**DIRECTIONS FOR THIS TASK**
Copy every line of the material below word for word, omitting the pictures.

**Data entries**
====================
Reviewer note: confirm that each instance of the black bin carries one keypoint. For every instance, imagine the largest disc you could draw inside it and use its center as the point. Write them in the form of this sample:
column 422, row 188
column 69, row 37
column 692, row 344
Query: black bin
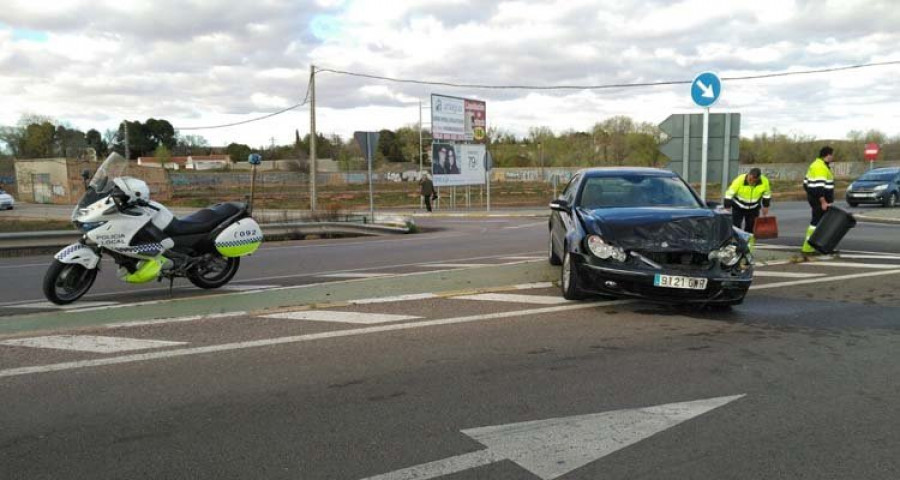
column 831, row 229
====================
**COMPLETED EXERCISE**
Reviewer note: confirm that each instance of the black bin carries one keypoint. For every instance, imagine the largest disc you could draw inside it and use its center as the point. Write them in the form of this sample:
column 422, row 188
column 69, row 37
column 692, row 344
Query: black bin
column 831, row 229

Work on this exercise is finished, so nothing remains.